▶ _DIRECTIONS_:
1/ In the study summary, how much earlier on average do people living with severe mental illness die than others in the general population?
2/ Reproduce the part of the study summary starting with "Background People living" and going on through "future service planning.".

▶ _PASSAGE TO READ_:
···

Background People living with severe mental illness (SMI) are over three times more likely to have a physical health condition as cardiovascular diseases and diabetes, and die on average 15–20 years earlier, than others in the general population. This is largely due to preventable medical conditions, supporting the need for more holistic and multidisciplinary preventative health support approaches for people with multiple complex needs. Although effective services exist, implementation is mixed and engagement relatively poor. Here, we used a lens provided by the Consolidated Framework for Implementation Research (CFIR) to critique the current delivery landscape in one region of England, aiming to identify factors that might influence intervention implementation and future service planning.

Methods Qualitative data were collected using semi-structured interviews, workshops, and focus groups with stakeholders, comprising experts by experience (n=21; people living with SMI and/or carers and close family members) and those in professional roles relating to supporting people living with SMI (n = 14). These were analysed alongside secondary sources (e.g., policy documents) using an interpretive description (ID) approach.

···

▶ _RECORD EXCERPTS_:
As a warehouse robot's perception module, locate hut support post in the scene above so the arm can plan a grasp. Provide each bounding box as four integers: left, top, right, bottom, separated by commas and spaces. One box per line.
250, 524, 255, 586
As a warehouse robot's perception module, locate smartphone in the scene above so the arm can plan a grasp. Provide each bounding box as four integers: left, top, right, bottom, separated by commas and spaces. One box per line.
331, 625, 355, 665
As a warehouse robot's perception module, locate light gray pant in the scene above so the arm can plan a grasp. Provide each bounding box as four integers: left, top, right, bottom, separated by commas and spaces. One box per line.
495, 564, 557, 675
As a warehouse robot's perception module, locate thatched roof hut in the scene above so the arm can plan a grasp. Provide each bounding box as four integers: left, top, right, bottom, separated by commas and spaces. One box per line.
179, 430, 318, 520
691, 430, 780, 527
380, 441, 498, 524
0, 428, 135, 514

···

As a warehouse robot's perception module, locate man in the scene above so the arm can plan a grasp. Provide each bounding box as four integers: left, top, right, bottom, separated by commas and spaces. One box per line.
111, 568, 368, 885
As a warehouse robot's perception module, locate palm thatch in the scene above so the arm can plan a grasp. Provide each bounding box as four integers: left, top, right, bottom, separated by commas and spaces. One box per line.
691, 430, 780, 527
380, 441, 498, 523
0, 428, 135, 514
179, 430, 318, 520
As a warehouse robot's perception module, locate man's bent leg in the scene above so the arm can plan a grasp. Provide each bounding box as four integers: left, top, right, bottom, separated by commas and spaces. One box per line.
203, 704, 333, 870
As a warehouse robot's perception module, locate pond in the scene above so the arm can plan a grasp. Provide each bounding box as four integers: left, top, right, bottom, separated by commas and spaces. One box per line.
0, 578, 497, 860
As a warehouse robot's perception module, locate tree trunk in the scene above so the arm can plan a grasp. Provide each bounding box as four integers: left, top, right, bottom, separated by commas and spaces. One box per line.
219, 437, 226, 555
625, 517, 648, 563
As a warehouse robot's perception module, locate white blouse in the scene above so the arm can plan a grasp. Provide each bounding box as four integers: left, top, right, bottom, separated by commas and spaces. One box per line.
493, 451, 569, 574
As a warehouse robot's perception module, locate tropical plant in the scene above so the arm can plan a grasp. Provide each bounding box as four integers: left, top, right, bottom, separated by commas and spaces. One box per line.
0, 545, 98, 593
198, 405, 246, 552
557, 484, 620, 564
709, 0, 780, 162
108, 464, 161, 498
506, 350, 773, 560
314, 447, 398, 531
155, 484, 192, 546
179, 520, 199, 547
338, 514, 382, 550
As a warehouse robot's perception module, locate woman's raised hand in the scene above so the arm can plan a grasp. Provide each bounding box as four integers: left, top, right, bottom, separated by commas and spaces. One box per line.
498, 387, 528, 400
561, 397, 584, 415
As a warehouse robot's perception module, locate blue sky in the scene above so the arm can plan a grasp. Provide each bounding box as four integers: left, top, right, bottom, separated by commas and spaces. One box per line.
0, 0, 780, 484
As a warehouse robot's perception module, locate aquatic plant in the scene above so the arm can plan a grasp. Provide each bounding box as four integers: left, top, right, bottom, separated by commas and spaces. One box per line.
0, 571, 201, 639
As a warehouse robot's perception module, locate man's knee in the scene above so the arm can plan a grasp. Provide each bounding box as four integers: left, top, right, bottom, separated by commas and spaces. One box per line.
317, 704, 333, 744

···

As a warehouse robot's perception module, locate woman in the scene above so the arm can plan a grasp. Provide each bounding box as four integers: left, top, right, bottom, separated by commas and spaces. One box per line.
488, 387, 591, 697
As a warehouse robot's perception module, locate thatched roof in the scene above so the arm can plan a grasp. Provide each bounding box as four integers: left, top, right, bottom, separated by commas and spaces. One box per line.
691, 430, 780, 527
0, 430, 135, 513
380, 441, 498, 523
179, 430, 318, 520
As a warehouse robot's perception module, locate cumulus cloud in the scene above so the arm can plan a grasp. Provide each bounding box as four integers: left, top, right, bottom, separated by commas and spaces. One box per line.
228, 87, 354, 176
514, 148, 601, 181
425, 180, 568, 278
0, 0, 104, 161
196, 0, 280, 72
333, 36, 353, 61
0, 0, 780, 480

···

▶ _LIST OF ANSWERS_:
1/ 15–20 years earlier

2/
Background People living with severe mental illness (SMI) are over three times more likely to have a physical health condition as cardiovascular diseases and diabetes, and die on average 15–20 years earlier, than others in the general population. This is largely due to preventable medical conditions, supporting the need for more holistic and multidisciplinary preventative health support approaches for people with multiple complex needs. Although effective services exist, implementation is mixed and engagement relatively poor. Here, we used a lens provided by the Consolidated Framework for Implementation Research (CFIR) to critique the current delivery landscape in one region of England, aiming to identify factors that might influence intervention implementation and future service planning.